* PROBLEM DESCRIPTION
Pick out every line below that contains the word "target", and copy those lines.

* RECORDS PROVIDED

-------------------------

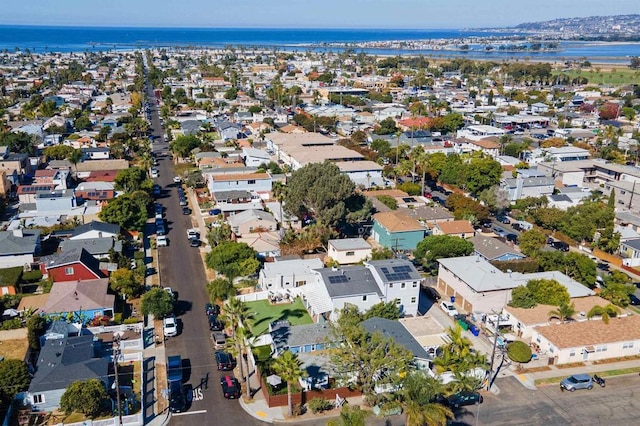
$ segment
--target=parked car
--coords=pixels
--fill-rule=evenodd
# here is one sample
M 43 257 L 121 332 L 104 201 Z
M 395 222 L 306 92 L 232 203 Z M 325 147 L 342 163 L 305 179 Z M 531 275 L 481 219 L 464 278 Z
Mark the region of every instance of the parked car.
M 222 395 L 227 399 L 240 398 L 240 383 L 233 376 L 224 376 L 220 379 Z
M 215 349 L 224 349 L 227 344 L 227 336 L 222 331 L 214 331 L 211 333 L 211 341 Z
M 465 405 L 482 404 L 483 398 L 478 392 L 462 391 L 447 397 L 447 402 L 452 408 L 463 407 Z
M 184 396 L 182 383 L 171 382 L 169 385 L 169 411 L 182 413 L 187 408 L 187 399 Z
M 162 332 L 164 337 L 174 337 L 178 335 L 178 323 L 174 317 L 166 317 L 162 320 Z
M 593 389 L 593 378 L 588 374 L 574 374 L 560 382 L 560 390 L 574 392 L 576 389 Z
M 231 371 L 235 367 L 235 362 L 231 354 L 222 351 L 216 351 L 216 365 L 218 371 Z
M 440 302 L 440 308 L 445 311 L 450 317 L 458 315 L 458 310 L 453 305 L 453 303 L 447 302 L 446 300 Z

-------------------------

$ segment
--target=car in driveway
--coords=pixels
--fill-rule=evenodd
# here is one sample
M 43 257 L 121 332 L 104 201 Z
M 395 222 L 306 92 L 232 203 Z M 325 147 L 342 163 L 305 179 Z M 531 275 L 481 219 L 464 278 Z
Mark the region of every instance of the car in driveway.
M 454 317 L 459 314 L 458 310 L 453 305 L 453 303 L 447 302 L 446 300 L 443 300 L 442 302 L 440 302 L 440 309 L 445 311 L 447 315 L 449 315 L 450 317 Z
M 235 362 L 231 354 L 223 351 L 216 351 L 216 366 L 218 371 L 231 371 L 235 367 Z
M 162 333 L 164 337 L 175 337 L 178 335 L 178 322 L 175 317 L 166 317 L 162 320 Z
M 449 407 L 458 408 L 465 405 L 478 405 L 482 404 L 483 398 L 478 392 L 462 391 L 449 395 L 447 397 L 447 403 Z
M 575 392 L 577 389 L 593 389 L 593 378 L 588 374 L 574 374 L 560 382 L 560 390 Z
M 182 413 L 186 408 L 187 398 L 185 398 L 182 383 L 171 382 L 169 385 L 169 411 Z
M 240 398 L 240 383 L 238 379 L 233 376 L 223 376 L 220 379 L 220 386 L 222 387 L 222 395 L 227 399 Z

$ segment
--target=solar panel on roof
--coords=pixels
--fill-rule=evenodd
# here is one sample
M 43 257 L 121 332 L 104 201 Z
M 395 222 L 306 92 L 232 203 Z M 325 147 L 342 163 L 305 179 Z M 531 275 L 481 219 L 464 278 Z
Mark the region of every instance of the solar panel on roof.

-------------------------

* SOLUTION TO THIS EXERCISE
--target=parked car
--target=car in driveway
--target=solar panel on roof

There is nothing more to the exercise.